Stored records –
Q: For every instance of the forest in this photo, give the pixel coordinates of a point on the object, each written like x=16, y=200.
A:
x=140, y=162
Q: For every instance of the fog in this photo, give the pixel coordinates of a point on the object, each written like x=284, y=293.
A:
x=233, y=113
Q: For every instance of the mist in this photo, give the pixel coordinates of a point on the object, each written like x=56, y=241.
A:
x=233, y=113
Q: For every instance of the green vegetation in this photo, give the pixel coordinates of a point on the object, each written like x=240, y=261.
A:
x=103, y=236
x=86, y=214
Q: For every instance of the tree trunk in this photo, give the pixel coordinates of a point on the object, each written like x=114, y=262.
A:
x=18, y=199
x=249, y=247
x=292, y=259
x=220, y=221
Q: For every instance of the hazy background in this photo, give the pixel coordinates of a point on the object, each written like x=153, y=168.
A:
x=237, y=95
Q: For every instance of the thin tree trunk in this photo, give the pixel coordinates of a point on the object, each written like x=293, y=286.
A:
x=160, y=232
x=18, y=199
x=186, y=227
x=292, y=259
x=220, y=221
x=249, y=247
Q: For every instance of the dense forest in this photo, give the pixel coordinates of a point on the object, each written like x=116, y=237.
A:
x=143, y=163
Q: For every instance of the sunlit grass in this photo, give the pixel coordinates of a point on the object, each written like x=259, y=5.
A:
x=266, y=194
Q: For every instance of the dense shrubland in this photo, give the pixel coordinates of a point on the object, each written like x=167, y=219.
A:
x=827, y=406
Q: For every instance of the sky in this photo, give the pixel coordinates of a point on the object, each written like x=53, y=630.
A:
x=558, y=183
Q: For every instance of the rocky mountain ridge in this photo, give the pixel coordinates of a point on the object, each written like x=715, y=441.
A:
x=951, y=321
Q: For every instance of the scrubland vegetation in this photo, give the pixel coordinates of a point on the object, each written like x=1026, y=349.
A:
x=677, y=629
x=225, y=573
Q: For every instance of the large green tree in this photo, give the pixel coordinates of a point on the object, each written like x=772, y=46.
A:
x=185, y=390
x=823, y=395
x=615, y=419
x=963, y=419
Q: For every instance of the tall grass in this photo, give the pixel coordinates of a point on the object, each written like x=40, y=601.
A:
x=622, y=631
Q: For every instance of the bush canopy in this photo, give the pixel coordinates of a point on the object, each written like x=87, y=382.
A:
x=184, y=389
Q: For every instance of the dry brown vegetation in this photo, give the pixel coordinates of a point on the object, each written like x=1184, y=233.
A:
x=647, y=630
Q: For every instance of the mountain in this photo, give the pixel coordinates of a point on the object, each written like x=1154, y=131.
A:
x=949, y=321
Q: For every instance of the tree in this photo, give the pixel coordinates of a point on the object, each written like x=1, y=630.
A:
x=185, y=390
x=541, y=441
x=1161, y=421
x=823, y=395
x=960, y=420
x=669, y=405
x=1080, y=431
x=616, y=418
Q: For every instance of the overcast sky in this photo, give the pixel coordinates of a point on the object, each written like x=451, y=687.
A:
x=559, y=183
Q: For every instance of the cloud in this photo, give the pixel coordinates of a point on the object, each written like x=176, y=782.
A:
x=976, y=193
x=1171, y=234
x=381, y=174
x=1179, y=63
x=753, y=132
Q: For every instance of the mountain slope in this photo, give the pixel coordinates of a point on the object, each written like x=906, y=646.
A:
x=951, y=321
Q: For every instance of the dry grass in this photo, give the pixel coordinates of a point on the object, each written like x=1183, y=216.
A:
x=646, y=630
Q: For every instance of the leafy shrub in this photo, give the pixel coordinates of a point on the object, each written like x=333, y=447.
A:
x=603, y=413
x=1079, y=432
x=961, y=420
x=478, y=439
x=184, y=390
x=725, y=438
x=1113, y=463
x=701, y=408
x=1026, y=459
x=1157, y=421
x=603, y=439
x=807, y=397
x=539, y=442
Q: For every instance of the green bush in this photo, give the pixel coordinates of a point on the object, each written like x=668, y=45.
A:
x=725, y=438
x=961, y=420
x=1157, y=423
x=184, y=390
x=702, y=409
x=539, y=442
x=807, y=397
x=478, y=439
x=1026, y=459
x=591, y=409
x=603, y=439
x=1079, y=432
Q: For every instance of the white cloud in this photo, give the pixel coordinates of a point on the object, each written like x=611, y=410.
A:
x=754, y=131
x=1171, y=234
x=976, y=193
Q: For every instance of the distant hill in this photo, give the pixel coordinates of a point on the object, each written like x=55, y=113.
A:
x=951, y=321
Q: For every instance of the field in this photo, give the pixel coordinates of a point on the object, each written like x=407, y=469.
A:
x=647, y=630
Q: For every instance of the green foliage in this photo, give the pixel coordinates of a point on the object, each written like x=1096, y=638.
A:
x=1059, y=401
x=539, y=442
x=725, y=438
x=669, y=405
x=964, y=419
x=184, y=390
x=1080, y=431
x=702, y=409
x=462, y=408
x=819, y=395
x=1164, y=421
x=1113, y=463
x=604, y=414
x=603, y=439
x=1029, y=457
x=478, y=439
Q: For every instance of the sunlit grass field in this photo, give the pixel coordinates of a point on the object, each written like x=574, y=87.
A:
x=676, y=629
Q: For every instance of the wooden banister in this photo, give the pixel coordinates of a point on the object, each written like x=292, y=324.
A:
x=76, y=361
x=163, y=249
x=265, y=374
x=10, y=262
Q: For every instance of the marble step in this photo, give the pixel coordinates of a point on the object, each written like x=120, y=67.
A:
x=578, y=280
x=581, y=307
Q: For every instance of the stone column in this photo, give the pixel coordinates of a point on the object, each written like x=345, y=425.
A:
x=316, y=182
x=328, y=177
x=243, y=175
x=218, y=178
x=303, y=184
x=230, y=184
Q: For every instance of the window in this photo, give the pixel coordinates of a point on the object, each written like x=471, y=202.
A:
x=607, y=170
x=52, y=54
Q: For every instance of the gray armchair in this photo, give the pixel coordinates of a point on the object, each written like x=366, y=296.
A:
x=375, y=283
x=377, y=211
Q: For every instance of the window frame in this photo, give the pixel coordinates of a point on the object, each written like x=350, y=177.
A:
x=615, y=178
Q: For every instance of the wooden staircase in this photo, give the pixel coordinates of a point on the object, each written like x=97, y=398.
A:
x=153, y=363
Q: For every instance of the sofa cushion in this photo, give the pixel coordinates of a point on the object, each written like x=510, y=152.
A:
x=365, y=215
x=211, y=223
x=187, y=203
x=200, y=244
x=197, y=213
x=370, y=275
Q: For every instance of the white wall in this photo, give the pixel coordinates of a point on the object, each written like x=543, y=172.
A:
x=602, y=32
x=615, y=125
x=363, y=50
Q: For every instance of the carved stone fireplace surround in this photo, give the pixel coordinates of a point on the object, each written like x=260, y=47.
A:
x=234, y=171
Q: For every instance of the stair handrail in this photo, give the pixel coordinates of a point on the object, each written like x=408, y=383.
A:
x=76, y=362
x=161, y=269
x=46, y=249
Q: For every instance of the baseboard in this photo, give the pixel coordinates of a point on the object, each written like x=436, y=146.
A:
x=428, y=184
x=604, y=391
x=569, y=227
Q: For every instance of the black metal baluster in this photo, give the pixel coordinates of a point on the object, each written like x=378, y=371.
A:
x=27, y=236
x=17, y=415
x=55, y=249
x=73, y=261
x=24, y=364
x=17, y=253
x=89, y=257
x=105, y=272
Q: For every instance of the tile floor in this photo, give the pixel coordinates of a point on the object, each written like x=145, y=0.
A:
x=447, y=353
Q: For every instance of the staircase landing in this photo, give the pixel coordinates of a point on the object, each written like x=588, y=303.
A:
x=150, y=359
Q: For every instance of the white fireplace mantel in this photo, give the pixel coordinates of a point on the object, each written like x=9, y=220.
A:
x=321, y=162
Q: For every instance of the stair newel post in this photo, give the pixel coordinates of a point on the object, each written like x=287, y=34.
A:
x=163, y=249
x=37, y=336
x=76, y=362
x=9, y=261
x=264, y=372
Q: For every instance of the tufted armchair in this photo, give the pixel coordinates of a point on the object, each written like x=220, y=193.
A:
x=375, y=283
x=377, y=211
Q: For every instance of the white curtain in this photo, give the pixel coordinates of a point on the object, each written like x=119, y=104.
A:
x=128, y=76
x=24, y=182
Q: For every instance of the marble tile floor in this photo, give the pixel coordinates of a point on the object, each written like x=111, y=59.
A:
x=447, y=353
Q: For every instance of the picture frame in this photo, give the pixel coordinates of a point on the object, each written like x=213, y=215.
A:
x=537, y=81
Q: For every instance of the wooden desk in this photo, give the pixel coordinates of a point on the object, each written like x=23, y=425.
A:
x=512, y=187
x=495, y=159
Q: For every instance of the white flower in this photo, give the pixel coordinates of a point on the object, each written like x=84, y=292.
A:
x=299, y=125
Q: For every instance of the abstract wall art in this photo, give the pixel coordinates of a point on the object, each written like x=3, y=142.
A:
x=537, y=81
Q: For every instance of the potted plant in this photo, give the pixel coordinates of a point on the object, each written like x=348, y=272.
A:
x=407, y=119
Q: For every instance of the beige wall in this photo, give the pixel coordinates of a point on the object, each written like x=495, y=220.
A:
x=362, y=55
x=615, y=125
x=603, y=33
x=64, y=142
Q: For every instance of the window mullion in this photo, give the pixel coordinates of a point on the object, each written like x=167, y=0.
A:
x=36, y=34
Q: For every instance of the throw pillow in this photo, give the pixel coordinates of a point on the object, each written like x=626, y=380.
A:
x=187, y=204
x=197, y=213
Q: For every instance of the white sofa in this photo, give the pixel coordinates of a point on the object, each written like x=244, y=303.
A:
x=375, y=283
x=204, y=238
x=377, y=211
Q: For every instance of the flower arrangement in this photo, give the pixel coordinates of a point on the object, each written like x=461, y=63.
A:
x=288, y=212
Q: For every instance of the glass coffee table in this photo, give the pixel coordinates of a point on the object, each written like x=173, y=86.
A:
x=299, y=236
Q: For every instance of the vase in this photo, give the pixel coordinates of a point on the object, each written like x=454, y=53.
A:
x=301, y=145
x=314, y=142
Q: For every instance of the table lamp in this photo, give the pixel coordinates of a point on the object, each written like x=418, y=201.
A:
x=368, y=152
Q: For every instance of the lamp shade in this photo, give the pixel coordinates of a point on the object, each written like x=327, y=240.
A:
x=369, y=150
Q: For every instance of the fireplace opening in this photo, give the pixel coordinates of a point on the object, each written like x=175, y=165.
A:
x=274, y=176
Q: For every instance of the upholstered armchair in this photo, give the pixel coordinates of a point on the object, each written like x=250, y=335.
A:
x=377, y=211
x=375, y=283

What to do – Recast everything above from the line containing "Q: For every instance of the white flower" down to the line containing "x=299, y=125", both included, as a numbered list with one line per item and no blank lines.

Solved problem –
1. Q: For every instance of the white flower in this photo, give the pixel coordinates of a point on the object, each written like x=84, y=292.
2. A:
3. x=299, y=125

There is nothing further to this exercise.